__TEXT SHOWN__:
--------------------

WASHINGTON (BP)–You could say radio was “born” Christian. The first transmission to hit the airwaves on Dec. 24, 1906, was a religious service that included the carol “O Holy Night,” readings from the gospel of Luke and the singing of a sacred song (Handel’s “Largo”).

As broadcast historian J. Harold Ellens recounted: “… God chose this time, the eve of the birth of Christ, to foretell the most significant development of the 20th century.”

How things have changed. While the United States still enjoys relative freedom to air Christian programming, broadcasters in other countries are not so blessed. After 14 years, United Christian Broadcasters in the United Kingdom are still asking for freedom to broadcast, and although Premier Radio has won the right to remain exclusively Christian, renewal of their license is in jeopardy.

“We’ve been fighting two battles,” David Heron, chairman of Premier, told Crosswalk.com. First was the pressure to change into a multi-faith, rather than solely Christian, radio station. “But, we’ve received some delightfully good news since May 16,” Heron said. The government informed Premier that their “exclusively Christian character will be preserved.”

Heron credits the 50,000 people who prayed and petitioned the government with influencing the outcome.

If forced to revamp its format to “multi-faith,” Premier would have needed to carry Muslim, Buddhist and other non-Christian “religious” programming.

The second battle, the one for a digital broadcasting license, goes on. Under Britain’s 1990 Broadcasting Act, religious stations are disqualified from applying for any of the new digital licenses now being offered. Under British law, only the British Broadcasting Corporation (BBC), a state-owned station, can transmit religious programs nationally.

Premier is “in discussions” with radio authorities about approving their application for a digital license, Heron said. But it will require legislation, actually an act of Parliament, to change the laws. While Parliament is considering a bill to overturn the ban on national religious radio stations, it could take a couple of years, Heron said. “And in two years, all digital licenses will be allotted to other stations.”

Peter Kerridge, managing director of Premier, noted all other stations that own digital licenses are entitled to an automatic renewal. “But Premier has been informed that it is not entitled to the same treatment and cannot have an automatic renewal and indeed may have to apply early for its license,” Kerridge said.

Heron explains the government’s rationale: First, because Britain is “multicultural,” an exclusively Christian station would not serve enough people. Second, spectrum is in short supply. And third, the bill was intended to protect the public from private owners, such as U.S. televangelists, who might make fund-raising appeals.

Premier is the only Christian organization in Britain ever to be awarded a Medium Wave license, apart from special temporary licenses. As such, it is the only station on the regular airwaves broadcasting specifically Christian programming 24 hours a day.

--------------------

__LISTING__:
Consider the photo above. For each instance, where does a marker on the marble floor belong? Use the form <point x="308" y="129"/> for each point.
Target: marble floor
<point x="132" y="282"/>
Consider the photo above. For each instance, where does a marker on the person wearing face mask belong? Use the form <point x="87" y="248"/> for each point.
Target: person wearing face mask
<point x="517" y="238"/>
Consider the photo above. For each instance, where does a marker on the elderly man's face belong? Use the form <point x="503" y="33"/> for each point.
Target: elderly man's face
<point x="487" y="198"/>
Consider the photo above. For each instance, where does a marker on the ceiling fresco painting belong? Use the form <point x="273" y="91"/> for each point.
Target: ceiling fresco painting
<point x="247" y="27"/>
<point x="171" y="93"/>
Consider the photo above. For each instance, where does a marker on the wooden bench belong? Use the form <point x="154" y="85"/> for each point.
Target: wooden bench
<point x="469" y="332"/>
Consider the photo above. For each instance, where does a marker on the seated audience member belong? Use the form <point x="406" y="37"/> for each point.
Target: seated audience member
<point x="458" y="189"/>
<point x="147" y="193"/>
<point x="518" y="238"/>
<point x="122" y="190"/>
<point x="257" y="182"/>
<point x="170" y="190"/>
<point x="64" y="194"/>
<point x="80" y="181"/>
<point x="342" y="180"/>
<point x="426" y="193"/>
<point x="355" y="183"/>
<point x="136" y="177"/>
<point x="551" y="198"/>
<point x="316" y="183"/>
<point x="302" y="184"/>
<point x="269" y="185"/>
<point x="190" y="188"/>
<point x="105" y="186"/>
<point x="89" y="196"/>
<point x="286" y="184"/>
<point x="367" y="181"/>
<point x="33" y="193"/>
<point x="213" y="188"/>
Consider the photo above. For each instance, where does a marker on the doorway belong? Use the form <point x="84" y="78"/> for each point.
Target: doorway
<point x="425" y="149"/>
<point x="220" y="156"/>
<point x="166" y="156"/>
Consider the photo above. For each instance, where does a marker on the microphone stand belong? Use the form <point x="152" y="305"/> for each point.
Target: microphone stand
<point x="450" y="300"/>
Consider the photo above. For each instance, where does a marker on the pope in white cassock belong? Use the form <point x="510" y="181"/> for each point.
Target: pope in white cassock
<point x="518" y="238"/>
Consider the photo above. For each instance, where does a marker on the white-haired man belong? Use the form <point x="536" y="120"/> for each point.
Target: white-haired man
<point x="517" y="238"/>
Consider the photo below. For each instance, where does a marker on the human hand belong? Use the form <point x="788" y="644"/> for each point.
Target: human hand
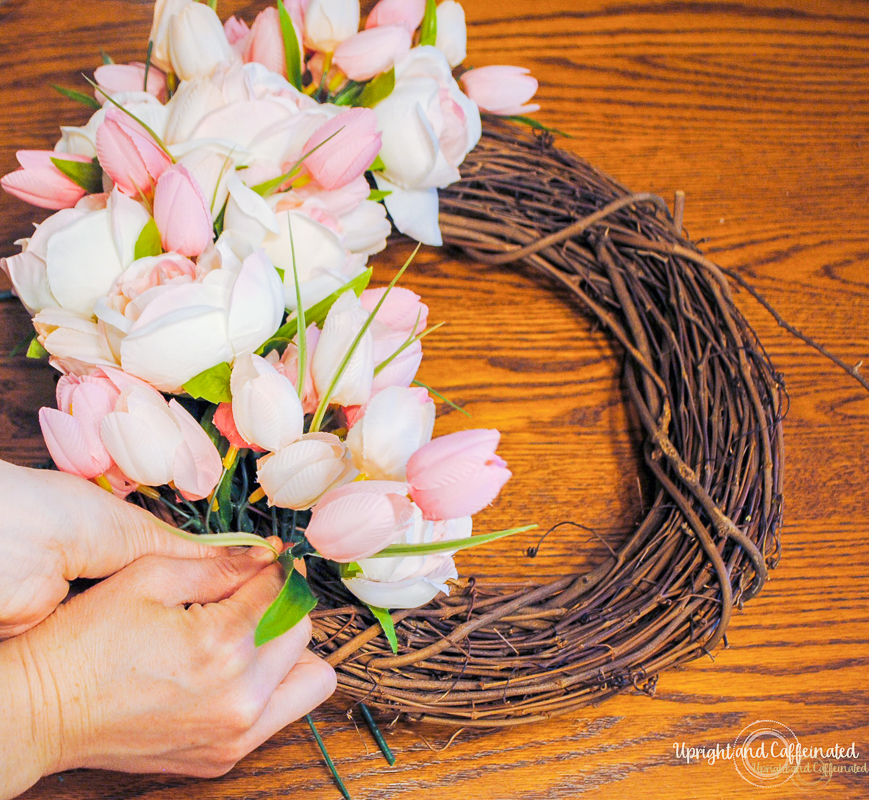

--------------------

__SET EXERCISE 1__:
Decide whether each statement agrees with the article on Christian radio in Britain. Give yes or no for each, and quote the words from the article that settle it.
(a) The first radio transmission took place on Dec. 24, 1906.
(b) Under British law, any station may transmit religious programs nationally.
(c) Heron says about 5,000 people prayed and petitioned the government.
__SET EXERCISE 2__: Retype the stretch of the article on Christian radio in Britain from "How things have" through "influencing the outcome." word for word.

__EXERCISE RESPONSE 1__:
(a) Yes: "The first transmission to hit the airwaves on Dec. 24, 1906, was a religious service"
(b) No: "Under British law, only the British Broadcasting Corporation (BBC), a state-owned station, can transmit religious programs nationally."
(c) No: "Heron credits the 50,000 people who prayed and petitioned the government with influencing the outcome."

__EXERCISE RESPONSE 2__:
How things have changed. While the United States still enjoys relative freedom to air Christian programming, broadcasters in other countries are not so blessed. After 14 years, United Christian Broadcasters in the United Kingdom are still asking for freedom to broadcast, and although Premier Radio has won the right to remain exclusively Christian, renewal of their license is in jeopardy.

“We’ve been fighting two battles,” David Heron, chairman of Premier, told Crosswalk.com. First was the pressure to change into a multi-faith, rather than solely Christian, radio station. “But, we’ve received some delightfully good news since May 16,” Heron said. The government informed Premier that their “exclusively Christian character will be preserved.”

Heron credits the 50,000 people who prayed and petitioned the government with influencing the outcome.